## Exercise:
Gather every line of the entries below that contains the word "green", copying each one in full. Case counts.

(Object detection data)
▶

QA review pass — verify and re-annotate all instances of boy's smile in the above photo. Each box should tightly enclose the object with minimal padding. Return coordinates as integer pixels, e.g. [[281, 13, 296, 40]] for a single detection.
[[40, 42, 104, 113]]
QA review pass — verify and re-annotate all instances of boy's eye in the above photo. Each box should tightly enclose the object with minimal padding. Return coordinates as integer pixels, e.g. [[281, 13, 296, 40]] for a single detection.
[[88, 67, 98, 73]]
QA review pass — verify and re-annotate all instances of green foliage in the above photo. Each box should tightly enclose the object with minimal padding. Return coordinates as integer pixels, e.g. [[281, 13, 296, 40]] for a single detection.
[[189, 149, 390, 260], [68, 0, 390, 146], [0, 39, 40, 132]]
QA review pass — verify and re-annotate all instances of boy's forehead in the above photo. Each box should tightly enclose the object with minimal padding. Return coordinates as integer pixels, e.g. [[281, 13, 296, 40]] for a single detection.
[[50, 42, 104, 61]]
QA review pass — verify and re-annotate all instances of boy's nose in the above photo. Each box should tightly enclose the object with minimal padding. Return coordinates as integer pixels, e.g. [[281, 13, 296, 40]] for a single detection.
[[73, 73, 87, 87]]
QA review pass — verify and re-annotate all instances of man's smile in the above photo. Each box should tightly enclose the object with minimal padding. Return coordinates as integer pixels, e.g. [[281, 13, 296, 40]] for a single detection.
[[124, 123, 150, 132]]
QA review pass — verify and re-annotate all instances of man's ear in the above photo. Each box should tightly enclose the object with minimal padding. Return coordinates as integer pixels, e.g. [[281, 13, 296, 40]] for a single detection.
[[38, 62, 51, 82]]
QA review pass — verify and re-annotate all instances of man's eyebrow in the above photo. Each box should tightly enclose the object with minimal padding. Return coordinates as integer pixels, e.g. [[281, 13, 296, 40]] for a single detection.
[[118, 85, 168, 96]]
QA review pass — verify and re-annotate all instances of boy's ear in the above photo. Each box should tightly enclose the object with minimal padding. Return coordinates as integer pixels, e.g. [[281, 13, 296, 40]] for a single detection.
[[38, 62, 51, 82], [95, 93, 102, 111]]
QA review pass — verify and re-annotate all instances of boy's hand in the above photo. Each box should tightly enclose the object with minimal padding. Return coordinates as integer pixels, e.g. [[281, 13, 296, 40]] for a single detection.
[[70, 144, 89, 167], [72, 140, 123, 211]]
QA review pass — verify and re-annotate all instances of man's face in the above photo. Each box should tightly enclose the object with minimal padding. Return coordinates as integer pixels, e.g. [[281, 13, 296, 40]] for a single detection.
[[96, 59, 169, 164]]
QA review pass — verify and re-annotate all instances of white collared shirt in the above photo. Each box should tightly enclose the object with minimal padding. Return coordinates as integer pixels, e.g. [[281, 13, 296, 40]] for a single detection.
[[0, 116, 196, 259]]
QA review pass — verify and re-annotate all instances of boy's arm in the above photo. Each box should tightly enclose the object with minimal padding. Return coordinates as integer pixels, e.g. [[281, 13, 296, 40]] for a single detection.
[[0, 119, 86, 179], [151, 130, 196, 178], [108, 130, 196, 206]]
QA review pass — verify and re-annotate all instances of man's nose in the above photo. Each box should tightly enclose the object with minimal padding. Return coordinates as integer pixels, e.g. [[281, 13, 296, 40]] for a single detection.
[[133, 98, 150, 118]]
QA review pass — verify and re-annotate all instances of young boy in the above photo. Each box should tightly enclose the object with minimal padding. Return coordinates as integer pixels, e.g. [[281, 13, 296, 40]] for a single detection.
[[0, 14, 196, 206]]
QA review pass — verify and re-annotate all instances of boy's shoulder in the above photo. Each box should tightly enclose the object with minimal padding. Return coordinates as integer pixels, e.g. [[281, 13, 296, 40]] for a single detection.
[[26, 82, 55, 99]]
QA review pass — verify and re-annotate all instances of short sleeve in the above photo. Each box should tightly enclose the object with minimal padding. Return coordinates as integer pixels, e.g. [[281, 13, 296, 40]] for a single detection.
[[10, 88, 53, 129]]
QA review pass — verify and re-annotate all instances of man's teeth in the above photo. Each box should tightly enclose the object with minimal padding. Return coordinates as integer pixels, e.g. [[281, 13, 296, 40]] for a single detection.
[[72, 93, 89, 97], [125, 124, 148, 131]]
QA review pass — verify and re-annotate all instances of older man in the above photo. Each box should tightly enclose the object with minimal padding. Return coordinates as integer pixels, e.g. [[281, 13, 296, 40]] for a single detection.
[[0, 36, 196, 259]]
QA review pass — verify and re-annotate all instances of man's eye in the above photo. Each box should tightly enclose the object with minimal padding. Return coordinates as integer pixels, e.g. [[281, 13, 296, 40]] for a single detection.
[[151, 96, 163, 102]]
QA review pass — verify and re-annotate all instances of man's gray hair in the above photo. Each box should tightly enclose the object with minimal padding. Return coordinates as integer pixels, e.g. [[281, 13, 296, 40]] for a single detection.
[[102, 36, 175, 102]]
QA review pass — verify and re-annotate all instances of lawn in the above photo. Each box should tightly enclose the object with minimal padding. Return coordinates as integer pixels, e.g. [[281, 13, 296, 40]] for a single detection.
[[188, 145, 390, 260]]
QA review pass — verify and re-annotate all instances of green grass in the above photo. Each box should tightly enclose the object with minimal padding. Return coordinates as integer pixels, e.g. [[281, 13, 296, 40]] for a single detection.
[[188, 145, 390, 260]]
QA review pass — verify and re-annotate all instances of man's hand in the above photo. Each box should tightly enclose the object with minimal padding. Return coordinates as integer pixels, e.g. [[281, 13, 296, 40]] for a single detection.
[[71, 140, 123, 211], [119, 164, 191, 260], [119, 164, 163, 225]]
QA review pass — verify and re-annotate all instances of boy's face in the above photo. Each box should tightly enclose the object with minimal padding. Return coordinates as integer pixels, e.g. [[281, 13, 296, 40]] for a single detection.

◀

## Solution below:
QA review pass — verify and re-annotate all instances of green foliage in the above photo. Each box should tightly enclose the object with minimal padding. Return coordinates as integer pixels, e.g. [[281, 13, 296, 40]] for a single detection.
QA review pass — verify and re-annotate all instances of green grass in the above photo. Each box should tightly enclose the object with minimal padding. Return coordinates as integer pixels, e.g. [[281, 13, 296, 40]] for a single detection.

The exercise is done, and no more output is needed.